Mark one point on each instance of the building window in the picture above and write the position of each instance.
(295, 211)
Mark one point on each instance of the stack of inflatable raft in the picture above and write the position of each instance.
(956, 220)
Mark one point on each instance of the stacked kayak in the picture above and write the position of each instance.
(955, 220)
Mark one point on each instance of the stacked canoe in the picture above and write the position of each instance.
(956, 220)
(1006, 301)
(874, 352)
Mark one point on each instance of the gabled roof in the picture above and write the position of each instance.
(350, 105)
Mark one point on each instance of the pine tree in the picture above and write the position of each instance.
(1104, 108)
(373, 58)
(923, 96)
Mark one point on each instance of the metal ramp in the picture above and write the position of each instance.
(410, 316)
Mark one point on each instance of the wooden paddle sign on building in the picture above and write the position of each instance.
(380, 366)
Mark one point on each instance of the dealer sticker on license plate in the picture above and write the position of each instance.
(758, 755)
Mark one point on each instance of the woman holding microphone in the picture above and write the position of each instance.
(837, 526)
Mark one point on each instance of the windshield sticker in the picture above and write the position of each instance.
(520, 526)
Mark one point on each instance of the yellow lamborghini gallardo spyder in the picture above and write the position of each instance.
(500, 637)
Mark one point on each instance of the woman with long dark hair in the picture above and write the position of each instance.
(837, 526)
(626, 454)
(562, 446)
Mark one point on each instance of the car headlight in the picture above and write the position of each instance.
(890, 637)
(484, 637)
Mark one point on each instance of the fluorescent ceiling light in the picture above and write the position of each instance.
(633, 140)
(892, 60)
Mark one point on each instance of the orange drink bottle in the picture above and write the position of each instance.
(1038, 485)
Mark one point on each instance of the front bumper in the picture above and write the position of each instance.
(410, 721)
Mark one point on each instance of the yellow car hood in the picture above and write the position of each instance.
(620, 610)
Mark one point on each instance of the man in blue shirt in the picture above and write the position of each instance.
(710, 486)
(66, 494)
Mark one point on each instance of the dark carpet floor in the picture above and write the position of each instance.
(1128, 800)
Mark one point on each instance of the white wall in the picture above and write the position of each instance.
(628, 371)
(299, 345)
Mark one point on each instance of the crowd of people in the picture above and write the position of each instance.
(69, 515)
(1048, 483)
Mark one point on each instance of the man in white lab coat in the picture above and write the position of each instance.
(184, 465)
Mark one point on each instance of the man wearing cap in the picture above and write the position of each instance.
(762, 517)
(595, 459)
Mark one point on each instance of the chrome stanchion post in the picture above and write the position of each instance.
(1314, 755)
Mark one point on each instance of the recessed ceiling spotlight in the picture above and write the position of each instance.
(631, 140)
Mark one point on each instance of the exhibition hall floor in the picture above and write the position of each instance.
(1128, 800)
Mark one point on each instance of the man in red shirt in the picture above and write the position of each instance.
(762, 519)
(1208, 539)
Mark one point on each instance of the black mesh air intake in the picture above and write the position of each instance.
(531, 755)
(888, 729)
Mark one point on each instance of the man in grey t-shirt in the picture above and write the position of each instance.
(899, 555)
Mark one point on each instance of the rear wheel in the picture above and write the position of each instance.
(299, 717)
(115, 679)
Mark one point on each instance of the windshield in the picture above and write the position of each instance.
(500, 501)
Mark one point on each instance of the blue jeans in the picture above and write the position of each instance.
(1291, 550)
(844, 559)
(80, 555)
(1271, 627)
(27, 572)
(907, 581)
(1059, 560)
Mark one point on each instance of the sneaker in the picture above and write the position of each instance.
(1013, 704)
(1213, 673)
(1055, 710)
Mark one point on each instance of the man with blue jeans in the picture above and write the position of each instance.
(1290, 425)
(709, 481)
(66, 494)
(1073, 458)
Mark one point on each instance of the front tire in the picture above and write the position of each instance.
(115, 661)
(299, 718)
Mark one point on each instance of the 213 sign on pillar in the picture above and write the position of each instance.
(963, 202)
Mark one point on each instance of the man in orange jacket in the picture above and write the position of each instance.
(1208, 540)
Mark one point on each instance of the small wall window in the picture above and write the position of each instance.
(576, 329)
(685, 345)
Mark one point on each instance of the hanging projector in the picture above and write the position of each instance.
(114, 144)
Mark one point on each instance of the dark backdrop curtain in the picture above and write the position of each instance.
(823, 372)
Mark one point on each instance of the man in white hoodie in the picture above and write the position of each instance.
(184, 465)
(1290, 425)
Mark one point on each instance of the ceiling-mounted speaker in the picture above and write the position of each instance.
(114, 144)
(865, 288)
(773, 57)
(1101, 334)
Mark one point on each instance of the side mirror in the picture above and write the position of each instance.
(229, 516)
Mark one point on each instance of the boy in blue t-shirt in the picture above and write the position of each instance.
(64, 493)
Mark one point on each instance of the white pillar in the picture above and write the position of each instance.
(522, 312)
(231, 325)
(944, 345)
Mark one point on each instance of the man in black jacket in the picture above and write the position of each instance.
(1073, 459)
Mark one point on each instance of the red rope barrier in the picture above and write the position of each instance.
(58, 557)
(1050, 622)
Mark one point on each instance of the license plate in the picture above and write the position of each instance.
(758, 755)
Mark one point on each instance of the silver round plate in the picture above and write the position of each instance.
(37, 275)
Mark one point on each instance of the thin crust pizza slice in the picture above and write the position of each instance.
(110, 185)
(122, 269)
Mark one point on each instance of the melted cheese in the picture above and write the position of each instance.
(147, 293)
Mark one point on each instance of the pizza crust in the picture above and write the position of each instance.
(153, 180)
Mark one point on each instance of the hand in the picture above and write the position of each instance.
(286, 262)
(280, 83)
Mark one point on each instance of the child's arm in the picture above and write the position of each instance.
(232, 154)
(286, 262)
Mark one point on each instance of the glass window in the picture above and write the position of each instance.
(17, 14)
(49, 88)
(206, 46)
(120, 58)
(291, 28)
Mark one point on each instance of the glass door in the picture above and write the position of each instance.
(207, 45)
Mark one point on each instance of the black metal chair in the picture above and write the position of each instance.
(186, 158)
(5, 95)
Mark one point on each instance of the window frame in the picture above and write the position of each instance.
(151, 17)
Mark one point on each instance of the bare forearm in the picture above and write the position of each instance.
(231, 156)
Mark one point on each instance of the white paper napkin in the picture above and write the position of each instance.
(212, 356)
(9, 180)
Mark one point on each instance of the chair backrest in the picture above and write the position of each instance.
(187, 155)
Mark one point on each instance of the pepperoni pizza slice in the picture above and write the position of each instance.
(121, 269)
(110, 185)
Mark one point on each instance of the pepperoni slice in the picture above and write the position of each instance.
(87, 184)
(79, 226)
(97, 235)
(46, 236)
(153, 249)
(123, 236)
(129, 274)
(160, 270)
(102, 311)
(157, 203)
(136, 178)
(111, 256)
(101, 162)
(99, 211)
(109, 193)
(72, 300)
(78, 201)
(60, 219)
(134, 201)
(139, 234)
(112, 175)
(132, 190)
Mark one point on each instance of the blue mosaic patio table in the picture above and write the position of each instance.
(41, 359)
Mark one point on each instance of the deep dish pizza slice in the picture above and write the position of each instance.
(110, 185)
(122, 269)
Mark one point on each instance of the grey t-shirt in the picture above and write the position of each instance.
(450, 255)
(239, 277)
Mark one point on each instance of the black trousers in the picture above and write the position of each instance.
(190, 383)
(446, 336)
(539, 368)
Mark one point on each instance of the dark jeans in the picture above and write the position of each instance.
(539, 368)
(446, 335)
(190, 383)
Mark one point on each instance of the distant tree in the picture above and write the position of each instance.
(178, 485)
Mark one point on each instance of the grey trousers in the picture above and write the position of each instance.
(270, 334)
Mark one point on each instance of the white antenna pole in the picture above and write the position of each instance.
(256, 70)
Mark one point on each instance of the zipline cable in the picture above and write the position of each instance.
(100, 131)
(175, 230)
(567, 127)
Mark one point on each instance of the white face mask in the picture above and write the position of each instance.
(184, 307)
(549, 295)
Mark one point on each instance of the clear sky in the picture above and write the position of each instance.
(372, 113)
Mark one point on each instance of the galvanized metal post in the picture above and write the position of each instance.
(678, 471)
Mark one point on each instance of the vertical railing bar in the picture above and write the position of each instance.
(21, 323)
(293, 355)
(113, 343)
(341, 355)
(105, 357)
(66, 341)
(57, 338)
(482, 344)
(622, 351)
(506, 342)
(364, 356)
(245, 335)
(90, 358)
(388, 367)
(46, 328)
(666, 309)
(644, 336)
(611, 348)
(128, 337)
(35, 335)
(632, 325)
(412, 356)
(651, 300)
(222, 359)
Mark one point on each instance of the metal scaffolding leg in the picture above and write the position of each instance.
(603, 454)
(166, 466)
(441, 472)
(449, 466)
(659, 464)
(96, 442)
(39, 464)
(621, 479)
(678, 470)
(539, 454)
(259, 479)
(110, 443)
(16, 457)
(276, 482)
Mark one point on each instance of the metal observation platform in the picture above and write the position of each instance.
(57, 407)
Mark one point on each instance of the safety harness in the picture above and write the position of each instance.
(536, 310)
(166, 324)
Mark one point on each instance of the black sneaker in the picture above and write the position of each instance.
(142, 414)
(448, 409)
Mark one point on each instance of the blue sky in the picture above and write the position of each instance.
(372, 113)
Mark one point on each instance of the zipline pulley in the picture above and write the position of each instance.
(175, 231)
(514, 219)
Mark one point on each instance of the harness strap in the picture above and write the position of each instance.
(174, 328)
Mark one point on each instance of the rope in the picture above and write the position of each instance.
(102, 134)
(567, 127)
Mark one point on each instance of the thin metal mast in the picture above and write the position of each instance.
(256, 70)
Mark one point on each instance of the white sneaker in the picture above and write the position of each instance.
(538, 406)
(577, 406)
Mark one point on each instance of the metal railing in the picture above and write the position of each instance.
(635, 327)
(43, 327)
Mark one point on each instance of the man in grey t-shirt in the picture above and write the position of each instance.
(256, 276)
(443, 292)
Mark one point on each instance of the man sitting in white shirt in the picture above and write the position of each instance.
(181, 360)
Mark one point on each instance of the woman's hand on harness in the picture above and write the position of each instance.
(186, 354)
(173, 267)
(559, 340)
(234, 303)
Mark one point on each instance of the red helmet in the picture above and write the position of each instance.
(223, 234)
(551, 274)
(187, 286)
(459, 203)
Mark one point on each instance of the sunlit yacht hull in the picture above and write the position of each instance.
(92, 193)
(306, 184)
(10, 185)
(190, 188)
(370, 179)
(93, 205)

════════════════

Keep only the lines from the line with "Mark one point on each instance of the woman's" to the end of the records above, and repeat them exactly.

Your solution »
Mark one point on each instance of the woman's hand on harness in the picture above and write the position of each instance.
(186, 354)
(173, 267)
(559, 340)
(234, 303)
Mark one point on each instance of the red helmet in the picture above and write the position of each instance.
(223, 234)
(551, 274)
(187, 286)
(459, 203)
Mark one point on each instance of the sunlit yacht hull in the picture above and write the position of each instance.
(92, 193)
(306, 184)
(10, 185)
(190, 188)
(370, 179)
(93, 205)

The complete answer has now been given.